**Directions**
Each line of the listing that includes the string "chair" needs to be located and copied.

☆ ☆ ☆ ☆ ☆

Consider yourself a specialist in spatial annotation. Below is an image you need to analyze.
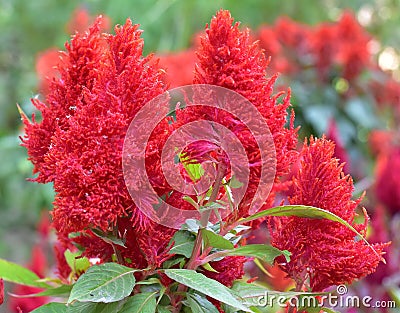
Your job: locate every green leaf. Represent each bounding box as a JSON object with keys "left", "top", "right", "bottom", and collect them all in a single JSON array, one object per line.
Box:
[
  {"left": 91, "top": 228, "right": 127, "bottom": 248},
  {"left": 238, "top": 205, "right": 380, "bottom": 259},
  {"left": 184, "top": 293, "right": 219, "bottom": 313},
  {"left": 64, "top": 250, "right": 90, "bottom": 275},
  {"left": 0, "top": 258, "right": 50, "bottom": 288},
  {"left": 201, "top": 262, "right": 218, "bottom": 273},
  {"left": 164, "top": 269, "right": 251, "bottom": 312},
  {"left": 225, "top": 244, "right": 290, "bottom": 264},
  {"left": 68, "top": 263, "right": 138, "bottom": 303},
  {"left": 181, "top": 219, "right": 202, "bottom": 233},
  {"left": 157, "top": 307, "right": 172, "bottom": 313},
  {"left": 119, "top": 292, "right": 157, "bottom": 313},
  {"left": 180, "top": 154, "right": 204, "bottom": 182},
  {"left": 226, "top": 175, "right": 244, "bottom": 189},
  {"left": 30, "top": 302, "right": 67, "bottom": 313},
  {"left": 168, "top": 231, "right": 196, "bottom": 258},
  {"left": 230, "top": 281, "right": 325, "bottom": 309},
  {"left": 201, "top": 228, "right": 234, "bottom": 250},
  {"left": 162, "top": 256, "right": 186, "bottom": 269},
  {"left": 67, "top": 301, "right": 123, "bottom": 313},
  {"left": 182, "top": 196, "right": 199, "bottom": 210}
]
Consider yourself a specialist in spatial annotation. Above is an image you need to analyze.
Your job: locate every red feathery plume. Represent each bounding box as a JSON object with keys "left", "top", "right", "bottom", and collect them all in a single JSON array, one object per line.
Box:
[
  {"left": 22, "top": 17, "right": 175, "bottom": 273},
  {"left": 269, "top": 137, "right": 389, "bottom": 291},
  {"left": 204, "top": 256, "right": 246, "bottom": 287},
  {"left": 193, "top": 9, "right": 298, "bottom": 216}
]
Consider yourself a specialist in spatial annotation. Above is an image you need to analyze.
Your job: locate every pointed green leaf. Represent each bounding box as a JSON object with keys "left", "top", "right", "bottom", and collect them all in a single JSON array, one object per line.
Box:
[
  {"left": 201, "top": 228, "right": 234, "bottom": 250},
  {"left": 67, "top": 301, "right": 123, "bottom": 313},
  {"left": 226, "top": 244, "right": 290, "bottom": 264},
  {"left": 30, "top": 302, "right": 67, "bottom": 312},
  {"left": 164, "top": 269, "right": 251, "bottom": 312},
  {"left": 64, "top": 250, "right": 90, "bottom": 275},
  {"left": 68, "top": 263, "right": 138, "bottom": 303},
  {"left": 0, "top": 258, "right": 50, "bottom": 288},
  {"left": 230, "top": 281, "right": 325, "bottom": 308},
  {"left": 201, "top": 262, "right": 219, "bottom": 273},
  {"left": 239, "top": 205, "right": 380, "bottom": 259},
  {"left": 119, "top": 292, "right": 157, "bottom": 313},
  {"left": 168, "top": 231, "right": 196, "bottom": 258},
  {"left": 184, "top": 293, "right": 219, "bottom": 313},
  {"left": 157, "top": 307, "right": 172, "bottom": 313},
  {"left": 91, "top": 228, "right": 127, "bottom": 248}
]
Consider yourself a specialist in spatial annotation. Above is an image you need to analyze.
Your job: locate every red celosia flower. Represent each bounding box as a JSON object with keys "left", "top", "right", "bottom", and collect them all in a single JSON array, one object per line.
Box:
[
  {"left": 269, "top": 137, "right": 389, "bottom": 291},
  {"left": 22, "top": 17, "right": 177, "bottom": 273},
  {"left": 335, "top": 12, "right": 371, "bottom": 81},
  {"left": 21, "top": 17, "right": 110, "bottom": 184},
  {"left": 375, "top": 146, "right": 400, "bottom": 215},
  {"left": 311, "top": 22, "right": 338, "bottom": 80},
  {"left": 204, "top": 256, "right": 246, "bottom": 287},
  {"left": 194, "top": 9, "right": 298, "bottom": 217},
  {"left": 257, "top": 12, "right": 371, "bottom": 82},
  {"left": 35, "top": 9, "right": 111, "bottom": 96},
  {"left": 258, "top": 17, "right": 311, "bottom": 75}
]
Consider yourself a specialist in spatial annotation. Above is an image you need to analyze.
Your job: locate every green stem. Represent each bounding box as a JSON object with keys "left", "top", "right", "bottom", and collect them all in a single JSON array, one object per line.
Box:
[{"left": 172, "top": 163, "right": 227, "bottom": 311}]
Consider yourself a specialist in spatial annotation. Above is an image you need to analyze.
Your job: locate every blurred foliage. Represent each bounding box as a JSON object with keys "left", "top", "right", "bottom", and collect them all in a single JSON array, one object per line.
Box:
[{"left": 0, "top": 0, "right": 399, "bottom": 277}]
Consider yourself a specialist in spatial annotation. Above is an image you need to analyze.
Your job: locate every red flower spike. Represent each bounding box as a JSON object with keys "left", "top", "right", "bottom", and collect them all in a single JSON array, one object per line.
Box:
[
  {"left": 21, "top": 16, "right": 108, "bottom": 183},
  {"left": 269, "top": 137, "right": 390, "bottom": 291},
  {"left": 23, "top": 17, "right": 173, "bottom": 271},
  {"left": 194, "top": 10, "right": 298, "bottom": 218}
]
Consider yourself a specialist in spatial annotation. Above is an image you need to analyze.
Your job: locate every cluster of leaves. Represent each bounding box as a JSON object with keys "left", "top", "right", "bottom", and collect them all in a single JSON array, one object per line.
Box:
[{"left": 1, "top": 201, "right": 369, "bottom": 312}]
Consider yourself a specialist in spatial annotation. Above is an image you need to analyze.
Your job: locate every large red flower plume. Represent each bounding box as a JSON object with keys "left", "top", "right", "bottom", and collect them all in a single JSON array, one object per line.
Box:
[
  {"left": 269, "top": 137, "right": 389, "bottom": 291},
  {"left": 194, "top": 10, "right": 298, "bottom": 214}
]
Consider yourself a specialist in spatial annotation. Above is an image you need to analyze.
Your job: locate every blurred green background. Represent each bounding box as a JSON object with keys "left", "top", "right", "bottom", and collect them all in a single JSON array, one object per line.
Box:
[{"left": 0, "top": 0, "right": 399, "bottom": 302}]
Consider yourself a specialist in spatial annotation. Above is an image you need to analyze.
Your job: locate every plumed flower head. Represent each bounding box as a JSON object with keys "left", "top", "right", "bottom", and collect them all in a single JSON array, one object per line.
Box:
[
  {"left": 269, "top": 137, "right": 389, "bottom": 291},
  {"left": 194, "top": 10, "right": 298, "bottom": 216},
  {"left": 22, "top": 16, "right": 168, "bottom": 247}
]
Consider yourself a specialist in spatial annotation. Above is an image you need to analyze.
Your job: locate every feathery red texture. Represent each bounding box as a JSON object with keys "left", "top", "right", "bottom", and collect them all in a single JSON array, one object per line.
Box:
[
  {"left": 204, "top": 256, "right": 246, "bottom": 287},
  {"left": 193, "top": 10, "right": 298, "bottom": 217},
  {"left": 21, "top": 17, "right": 177, "bottom": 274},
  {"left": 269, "top": 137, "right": 389, "bottom": 291}
]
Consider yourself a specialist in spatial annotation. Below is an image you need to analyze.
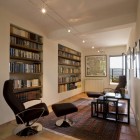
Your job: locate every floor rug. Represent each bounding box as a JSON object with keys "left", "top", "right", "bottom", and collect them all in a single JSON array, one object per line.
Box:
[{"left": 38, "top": 98, "right": 121, "bottom": 140}]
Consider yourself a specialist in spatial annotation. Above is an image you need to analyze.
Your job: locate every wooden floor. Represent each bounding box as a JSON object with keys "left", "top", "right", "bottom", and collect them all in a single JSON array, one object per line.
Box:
[{"left": 0, "top": 93, "right": 139, "bottom": 140}]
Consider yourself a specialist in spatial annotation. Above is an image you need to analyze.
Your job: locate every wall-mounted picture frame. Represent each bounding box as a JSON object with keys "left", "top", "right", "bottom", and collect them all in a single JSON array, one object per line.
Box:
[
  {"left": 85, "top": 55, "right": 107, "bottom": 77},
  {"left": 133, "top": 42, "right": 137, "bottom": 77},
  {"left": 133, "top": 40, "right": 140, "bottom": 78},
  {"left": 127, "top": 47, "right": 132, "bottom": 70},
  {"left": 136, "top": 40, "right": 140, "bottom": 78},
  {"left": 133, "top": 42, "right": 137, "bottom": 61}
]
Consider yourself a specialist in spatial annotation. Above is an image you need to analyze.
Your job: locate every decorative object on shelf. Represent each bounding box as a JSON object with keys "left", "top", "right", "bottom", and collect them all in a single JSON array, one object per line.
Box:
[
  {"left": 10, "top": 24, "right": 43, "bottom": 102},
  {"left": 58, "top": 44, "right": 81, "bottom": 93},
  {"left": 85, "top": 55, "right": 107, "bottom": 77}
]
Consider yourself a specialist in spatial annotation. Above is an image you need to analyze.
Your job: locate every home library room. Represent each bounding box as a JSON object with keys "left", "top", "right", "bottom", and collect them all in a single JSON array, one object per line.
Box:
[
  {"left": 58, "top": 44, "right": 81, "bottom": 93},
  {"left": 10, "top": 24, "right": 43, "bottom": 102}
]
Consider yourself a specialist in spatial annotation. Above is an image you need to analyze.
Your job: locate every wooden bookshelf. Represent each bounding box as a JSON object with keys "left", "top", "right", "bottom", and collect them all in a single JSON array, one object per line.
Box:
[
  {"left": 10, "top": 24, "right": 43, "bottom": 102},
  {"left": 58, "top": 44, "right": 81, "bottom": 93}
]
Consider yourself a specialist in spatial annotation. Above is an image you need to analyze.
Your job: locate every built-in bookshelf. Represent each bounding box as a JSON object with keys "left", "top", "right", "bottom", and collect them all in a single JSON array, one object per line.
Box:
[
  {"left": 10, "top": 24, "right": 43, "bottom": 102},
  {"left": 58, "top": 44, "right": 81, "bottom": 93}
]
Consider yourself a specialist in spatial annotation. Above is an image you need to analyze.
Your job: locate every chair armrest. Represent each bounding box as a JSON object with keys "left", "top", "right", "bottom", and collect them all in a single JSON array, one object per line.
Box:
[
  {"left": 15, "top": 107, "right": 45, "bottom": 125},
  {"left": 22, "top": 99, "right": 42, "bottom": 103}
]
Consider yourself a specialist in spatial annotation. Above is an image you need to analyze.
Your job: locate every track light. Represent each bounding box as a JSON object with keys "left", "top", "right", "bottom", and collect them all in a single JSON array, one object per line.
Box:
[
  {"left": 82, "top": 40, "right": 85, "bottom": 43},
  {"left": 68, "top": 29, "right": 71, "bottom": 33},
  {"left": 41, "top": 8, "right": 46, "bottom": 14}
]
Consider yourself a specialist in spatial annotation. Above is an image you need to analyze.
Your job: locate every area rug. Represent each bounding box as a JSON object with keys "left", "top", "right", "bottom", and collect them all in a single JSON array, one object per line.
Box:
[{"left": 38, "top": 98, "right": 121, "bottom": 140}]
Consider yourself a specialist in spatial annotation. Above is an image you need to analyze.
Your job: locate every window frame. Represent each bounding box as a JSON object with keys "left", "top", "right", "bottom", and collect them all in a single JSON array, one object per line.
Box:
[{"left": 109, "top": 55, "right": 125, "bottom": 84}]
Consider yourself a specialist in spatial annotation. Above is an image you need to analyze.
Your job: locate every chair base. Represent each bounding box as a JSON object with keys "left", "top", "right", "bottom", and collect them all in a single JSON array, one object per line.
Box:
[
  {"left": 14, "top": 123, "right": 42, "bottom": 136},
  {"left": 56, "top": 119, "right": 73, "bottom": 127}
]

☆ ☆ ☆ ☆ ☆

**Solution below**
Your job: locate every chair armrest. Represent each bounding box as a JSON object with keys "left", "top", "right", "bottom", and collect them all in a single JSON array, one object per line.
Your job: locate every chair base. Represent each bounding box as a JSON object with keys "left", "top", "right", "bottom", and collect them all in a single JSON array, one object per line.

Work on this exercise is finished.